[Enunciado]:
Responda, com base na reportagem sobre o surto de dengue, às perguntas a seguir:
1. Qual bairro é o primeiro da Zona Sul a enfrentar um surto da doença este ano?
2. Qual é a proporção de casos registrada na Glória?
3. Quantas notificações de dengue a cidade teve em apenas três meses?

[Texto de apoio]:
---

Título: Surto de dengue chega à Zona Sul
Autor: Lisboa, Vinícius; Alves, Maria Elisa
Fonte: O Globo, 22/03/2011, Rio, p. 14

Cosme Velho é 1º bairro da região a ter alta incidência; em 3 meses cidade tem mais casos que em 2 anos

Adengue, que já fez mais de 13 mil vítimas no estado desde janeiro, avança agora em direção à Zona Sul do Rio. Pela primeira vez este ano, um bairro da região enfrenta um surto da doença. O local onde o mosquito Aedes aegypti tem causado estragos é o Cosme Velho, que entrou ontem na relação das 14 áreas da capital em situação gravíssima. Lá, a proporção de casos é de 314 para cada cem mil habitantes. A taxa acima de 300 já é indício de surto - o que faz da Glória, com 282 casos por cem mil, forte candidata a ser o próximo bairro da Zona Sul a passar pelo problema. Até agora, em apenas três meses, a cidade teve 8.315 notificações de dengue, mais que o total dos anos de 2009 e 2010 somados (5.843).

---

[Linhas fornecidas]:
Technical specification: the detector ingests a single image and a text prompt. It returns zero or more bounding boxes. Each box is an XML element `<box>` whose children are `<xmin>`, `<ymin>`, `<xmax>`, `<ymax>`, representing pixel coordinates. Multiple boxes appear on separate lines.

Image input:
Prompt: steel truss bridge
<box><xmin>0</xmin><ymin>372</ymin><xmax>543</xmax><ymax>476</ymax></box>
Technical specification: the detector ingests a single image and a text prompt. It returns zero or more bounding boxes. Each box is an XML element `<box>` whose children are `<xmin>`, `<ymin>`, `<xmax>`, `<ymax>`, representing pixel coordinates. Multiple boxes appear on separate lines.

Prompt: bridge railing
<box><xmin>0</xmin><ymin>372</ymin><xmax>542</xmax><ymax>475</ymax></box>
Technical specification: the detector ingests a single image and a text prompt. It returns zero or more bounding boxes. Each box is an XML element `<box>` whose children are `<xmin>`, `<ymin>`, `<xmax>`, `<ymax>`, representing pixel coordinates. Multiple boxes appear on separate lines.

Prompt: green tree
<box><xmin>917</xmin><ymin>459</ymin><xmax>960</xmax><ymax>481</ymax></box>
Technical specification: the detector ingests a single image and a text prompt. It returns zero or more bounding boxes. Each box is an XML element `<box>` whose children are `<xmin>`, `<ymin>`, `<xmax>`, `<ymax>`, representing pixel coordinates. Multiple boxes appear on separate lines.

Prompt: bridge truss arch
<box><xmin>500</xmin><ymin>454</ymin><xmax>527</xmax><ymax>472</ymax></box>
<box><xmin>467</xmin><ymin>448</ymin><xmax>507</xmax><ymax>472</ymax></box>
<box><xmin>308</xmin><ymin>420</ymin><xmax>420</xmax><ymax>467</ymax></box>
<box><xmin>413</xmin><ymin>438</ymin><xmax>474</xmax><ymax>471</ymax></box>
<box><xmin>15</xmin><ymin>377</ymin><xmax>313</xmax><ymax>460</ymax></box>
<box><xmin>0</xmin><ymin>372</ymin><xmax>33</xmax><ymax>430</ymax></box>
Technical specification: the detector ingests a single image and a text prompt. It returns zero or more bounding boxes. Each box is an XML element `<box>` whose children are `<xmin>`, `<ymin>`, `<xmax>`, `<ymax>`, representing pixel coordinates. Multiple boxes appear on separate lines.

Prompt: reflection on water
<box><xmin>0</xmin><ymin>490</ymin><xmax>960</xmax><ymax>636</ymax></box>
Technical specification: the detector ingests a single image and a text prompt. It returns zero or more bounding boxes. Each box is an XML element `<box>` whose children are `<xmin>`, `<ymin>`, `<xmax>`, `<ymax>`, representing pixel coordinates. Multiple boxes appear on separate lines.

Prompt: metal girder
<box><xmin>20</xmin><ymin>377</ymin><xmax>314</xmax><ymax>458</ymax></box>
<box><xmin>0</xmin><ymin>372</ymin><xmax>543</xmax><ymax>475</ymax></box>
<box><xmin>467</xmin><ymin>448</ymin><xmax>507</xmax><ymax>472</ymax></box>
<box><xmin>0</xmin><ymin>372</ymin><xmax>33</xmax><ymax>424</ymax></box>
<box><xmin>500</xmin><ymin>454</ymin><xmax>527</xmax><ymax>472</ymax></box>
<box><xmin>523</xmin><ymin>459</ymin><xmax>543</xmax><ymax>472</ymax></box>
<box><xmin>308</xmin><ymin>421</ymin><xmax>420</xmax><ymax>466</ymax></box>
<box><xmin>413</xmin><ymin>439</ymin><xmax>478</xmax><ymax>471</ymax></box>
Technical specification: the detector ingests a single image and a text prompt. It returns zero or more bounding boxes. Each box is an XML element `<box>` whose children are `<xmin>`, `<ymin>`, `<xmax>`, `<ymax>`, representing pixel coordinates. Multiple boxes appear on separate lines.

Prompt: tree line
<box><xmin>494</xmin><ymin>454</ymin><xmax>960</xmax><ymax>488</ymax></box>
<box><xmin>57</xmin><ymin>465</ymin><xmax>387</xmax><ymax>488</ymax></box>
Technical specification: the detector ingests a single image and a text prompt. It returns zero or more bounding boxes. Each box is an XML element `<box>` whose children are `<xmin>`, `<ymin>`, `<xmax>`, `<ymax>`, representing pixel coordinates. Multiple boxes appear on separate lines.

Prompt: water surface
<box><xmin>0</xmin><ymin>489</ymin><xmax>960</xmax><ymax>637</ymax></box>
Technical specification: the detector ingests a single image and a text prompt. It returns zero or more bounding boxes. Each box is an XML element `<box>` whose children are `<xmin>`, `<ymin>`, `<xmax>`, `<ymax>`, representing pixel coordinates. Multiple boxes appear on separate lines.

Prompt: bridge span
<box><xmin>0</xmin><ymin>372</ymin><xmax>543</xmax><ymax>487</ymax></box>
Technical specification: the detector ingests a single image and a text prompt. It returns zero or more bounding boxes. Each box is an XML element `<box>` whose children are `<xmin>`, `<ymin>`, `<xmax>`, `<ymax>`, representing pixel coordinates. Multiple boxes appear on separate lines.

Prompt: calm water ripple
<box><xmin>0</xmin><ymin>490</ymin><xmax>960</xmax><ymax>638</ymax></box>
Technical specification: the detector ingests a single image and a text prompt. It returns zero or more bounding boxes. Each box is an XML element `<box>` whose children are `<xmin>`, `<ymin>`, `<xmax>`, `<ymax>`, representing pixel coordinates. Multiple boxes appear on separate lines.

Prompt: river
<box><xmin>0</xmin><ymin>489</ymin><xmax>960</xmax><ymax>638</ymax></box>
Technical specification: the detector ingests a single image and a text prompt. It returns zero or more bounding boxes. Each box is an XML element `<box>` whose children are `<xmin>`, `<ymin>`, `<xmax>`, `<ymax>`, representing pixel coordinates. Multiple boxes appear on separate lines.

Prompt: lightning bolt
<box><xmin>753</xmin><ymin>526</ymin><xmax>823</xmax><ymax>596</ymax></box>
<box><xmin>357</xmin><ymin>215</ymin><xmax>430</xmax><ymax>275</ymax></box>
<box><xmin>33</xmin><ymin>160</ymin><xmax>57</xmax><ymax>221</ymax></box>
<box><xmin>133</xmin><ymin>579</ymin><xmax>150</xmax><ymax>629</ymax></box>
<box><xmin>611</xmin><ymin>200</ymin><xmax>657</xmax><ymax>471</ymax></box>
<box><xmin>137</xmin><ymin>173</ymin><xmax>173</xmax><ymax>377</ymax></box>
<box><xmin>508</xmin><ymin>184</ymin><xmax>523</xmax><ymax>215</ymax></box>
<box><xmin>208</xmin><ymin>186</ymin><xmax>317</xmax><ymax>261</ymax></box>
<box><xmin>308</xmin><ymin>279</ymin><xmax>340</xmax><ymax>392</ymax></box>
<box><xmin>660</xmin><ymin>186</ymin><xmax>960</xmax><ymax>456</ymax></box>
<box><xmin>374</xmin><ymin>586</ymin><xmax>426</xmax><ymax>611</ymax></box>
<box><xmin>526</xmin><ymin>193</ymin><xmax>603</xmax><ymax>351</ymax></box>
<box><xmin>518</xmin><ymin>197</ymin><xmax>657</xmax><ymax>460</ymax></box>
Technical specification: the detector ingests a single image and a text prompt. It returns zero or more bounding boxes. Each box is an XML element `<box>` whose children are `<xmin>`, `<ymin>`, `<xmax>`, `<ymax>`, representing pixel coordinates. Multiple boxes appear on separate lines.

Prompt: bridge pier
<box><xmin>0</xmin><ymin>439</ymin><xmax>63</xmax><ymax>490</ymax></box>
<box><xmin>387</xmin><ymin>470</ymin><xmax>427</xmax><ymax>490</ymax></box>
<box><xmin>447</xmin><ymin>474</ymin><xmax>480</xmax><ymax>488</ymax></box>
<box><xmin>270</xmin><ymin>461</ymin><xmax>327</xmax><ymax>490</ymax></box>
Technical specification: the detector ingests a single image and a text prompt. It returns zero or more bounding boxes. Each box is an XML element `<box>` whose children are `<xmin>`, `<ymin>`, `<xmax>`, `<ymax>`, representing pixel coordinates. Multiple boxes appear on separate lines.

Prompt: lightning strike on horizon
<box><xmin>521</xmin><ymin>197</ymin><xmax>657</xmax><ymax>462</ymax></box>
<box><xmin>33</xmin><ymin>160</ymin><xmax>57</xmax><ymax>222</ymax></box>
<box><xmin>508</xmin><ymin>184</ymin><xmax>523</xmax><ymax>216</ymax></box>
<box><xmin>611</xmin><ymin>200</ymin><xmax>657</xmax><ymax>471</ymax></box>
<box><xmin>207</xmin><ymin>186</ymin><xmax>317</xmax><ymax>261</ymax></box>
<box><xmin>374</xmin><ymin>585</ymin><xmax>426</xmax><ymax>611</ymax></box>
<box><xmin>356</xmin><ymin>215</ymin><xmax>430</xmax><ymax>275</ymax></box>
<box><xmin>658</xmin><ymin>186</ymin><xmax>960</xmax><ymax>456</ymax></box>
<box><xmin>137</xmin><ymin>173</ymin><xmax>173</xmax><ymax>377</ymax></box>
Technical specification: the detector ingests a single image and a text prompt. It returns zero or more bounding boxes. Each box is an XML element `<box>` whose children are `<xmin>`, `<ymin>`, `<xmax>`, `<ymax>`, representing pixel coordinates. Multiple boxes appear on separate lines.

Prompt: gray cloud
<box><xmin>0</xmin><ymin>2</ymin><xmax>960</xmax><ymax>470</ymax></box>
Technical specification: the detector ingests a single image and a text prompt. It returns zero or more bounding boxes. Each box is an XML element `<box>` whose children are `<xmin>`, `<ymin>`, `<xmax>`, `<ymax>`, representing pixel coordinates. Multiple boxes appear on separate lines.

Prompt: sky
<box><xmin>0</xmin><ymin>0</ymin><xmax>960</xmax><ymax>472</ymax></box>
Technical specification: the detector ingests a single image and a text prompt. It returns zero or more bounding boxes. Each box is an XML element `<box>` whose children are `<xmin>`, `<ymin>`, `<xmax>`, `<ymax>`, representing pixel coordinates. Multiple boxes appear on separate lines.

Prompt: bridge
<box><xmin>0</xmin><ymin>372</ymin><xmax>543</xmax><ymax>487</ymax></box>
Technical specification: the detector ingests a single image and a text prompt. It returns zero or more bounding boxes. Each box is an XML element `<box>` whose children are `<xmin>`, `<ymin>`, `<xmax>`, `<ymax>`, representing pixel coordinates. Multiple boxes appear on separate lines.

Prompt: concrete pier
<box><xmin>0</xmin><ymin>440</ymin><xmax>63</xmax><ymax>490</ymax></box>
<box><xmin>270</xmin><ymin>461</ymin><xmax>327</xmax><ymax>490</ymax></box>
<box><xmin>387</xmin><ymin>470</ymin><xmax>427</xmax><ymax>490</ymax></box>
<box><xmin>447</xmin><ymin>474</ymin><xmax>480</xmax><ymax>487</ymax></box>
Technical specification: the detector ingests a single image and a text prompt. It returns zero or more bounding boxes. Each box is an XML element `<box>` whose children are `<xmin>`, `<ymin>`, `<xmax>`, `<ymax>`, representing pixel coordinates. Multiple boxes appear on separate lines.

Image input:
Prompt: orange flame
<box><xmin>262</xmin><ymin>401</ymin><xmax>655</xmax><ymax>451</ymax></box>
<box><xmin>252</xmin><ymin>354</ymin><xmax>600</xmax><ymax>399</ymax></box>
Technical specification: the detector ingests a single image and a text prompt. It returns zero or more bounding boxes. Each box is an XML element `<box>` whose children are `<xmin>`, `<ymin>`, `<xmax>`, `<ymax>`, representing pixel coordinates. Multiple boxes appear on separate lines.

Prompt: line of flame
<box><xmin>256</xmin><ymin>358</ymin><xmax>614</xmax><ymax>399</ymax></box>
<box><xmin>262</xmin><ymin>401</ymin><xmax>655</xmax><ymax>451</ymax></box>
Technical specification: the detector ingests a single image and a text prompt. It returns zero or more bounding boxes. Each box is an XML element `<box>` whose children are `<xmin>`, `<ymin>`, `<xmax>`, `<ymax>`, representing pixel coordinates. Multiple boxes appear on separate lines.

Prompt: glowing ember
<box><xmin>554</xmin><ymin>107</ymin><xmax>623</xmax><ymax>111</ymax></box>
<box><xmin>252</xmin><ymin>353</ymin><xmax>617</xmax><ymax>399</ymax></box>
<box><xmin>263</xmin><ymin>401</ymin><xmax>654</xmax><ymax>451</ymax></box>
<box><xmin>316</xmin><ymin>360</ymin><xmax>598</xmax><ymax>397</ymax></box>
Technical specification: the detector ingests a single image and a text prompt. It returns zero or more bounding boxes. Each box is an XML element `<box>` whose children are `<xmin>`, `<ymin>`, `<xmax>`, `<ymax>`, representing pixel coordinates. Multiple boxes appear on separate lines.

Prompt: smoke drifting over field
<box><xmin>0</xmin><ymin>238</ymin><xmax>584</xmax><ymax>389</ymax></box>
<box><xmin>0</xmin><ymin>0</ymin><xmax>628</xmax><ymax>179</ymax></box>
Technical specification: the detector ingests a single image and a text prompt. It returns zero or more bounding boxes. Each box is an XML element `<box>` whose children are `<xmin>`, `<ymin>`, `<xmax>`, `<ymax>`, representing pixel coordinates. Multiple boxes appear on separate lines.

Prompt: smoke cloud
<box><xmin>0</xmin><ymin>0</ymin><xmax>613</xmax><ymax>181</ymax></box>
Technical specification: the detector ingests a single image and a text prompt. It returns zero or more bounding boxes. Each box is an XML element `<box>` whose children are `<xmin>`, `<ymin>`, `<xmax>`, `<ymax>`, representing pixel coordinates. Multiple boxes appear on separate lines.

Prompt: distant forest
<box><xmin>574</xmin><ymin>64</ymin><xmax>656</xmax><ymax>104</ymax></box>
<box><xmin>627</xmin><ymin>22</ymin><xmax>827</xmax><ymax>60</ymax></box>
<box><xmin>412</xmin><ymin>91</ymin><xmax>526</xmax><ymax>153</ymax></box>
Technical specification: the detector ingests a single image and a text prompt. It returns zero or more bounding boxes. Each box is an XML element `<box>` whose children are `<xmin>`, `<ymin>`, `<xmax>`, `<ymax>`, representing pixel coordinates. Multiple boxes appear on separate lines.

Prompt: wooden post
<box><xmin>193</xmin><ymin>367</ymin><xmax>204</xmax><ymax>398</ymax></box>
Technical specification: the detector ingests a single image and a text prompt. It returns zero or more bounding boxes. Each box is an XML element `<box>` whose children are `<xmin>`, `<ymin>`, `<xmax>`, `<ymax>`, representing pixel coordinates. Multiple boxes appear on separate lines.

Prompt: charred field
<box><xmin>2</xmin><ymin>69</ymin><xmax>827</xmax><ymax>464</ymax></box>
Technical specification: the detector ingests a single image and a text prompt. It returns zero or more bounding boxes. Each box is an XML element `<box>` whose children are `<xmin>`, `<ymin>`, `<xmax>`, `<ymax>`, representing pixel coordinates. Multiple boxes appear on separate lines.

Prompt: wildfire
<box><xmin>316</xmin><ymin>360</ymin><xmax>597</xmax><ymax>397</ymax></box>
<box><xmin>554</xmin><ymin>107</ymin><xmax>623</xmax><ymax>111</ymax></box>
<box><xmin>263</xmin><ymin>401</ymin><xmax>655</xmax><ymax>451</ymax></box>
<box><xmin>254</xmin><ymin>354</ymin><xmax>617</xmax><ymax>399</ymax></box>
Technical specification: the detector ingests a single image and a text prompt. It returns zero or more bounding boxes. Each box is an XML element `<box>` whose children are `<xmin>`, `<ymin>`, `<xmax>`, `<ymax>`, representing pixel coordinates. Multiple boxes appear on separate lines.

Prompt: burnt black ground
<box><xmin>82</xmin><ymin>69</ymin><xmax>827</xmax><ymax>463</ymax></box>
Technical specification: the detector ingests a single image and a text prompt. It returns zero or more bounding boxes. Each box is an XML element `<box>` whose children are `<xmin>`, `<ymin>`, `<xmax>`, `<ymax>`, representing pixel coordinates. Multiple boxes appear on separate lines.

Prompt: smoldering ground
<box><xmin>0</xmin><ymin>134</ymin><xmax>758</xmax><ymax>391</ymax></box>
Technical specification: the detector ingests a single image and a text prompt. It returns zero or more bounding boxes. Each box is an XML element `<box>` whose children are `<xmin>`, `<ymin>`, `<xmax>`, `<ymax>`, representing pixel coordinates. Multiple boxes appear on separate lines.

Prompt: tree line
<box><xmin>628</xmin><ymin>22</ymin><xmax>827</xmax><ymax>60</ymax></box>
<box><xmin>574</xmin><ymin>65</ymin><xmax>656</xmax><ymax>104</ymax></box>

---

[Resposta]:
1. O Cosme Velho.
2. 282 casos por cem mil habitantes.
3. 8.315 notificações.